#### [Written instruction]
Pull out every line of the items below that contains the string "player", and leave out all other lines. Case counts, so a line matches only if its letters agree in case with that string.

#### [Material to process]
=-=-=-=-=

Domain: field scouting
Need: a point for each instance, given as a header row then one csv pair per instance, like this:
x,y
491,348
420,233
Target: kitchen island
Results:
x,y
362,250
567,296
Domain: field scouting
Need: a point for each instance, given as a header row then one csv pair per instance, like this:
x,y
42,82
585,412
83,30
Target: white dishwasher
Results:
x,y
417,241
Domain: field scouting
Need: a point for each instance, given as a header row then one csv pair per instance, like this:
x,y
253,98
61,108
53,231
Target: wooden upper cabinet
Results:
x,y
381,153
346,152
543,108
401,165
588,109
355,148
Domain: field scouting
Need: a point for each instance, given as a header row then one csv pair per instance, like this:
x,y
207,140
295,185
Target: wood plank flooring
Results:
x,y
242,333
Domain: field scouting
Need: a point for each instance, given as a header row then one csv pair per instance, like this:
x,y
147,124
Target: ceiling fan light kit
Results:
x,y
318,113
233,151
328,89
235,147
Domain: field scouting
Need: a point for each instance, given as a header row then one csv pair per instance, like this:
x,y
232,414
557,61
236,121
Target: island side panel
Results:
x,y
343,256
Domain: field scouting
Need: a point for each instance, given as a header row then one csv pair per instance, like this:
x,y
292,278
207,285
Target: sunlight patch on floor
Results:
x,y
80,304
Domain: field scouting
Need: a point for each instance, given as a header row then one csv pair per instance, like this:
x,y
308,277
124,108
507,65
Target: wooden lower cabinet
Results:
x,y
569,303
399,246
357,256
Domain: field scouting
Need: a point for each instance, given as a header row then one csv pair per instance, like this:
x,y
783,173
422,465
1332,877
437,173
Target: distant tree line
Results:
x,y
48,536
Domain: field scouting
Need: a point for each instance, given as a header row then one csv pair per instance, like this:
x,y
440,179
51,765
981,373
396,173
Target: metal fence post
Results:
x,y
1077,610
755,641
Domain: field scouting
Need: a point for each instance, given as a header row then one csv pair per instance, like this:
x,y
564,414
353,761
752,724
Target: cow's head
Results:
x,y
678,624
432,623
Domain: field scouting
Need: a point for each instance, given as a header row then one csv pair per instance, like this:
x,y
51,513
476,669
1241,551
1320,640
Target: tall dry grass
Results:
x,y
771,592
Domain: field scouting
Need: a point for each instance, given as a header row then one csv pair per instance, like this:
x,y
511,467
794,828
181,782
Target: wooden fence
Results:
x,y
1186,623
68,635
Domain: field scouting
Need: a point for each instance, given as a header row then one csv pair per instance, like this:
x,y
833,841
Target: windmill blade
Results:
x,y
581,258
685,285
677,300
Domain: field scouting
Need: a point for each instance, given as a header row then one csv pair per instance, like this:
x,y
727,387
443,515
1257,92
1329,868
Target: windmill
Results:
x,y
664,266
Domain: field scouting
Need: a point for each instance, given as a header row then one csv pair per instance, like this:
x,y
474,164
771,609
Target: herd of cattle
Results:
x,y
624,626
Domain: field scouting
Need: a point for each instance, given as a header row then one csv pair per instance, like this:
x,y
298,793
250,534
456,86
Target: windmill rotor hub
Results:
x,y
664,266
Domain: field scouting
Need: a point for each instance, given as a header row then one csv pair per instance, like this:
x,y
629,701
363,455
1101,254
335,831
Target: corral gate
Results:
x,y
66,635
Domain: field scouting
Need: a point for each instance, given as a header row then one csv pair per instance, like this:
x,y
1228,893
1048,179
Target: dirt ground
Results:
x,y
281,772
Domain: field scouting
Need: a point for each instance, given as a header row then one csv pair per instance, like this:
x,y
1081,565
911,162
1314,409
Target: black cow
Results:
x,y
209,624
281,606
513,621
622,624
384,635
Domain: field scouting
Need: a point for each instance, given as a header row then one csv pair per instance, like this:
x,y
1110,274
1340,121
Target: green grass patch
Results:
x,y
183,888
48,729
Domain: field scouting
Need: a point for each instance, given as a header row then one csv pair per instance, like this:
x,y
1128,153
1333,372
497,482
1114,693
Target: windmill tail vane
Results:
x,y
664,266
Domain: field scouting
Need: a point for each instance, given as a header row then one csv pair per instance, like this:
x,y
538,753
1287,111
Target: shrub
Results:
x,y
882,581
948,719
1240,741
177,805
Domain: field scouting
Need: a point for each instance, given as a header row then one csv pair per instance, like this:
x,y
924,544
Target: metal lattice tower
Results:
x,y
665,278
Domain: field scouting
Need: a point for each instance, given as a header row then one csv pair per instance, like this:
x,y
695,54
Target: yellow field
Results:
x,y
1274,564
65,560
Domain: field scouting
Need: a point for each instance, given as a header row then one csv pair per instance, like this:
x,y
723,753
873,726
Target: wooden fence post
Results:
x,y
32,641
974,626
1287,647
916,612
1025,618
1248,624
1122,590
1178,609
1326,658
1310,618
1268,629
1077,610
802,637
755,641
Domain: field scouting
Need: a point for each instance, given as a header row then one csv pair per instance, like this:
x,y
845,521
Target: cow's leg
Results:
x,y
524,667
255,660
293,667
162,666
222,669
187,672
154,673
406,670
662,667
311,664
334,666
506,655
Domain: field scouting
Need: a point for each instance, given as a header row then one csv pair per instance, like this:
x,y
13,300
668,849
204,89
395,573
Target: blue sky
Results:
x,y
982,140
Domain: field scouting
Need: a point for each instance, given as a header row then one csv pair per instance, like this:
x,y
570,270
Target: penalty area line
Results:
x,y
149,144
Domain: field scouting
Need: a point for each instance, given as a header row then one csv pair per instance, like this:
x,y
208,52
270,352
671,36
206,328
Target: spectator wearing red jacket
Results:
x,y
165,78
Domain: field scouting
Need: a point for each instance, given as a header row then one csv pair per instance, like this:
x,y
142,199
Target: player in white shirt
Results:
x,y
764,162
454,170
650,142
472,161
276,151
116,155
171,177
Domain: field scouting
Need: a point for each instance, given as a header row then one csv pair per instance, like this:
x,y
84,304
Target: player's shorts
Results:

=-=-=-=-=

#### [Correct answer]
Target: player in white shirt
Target: player's shorts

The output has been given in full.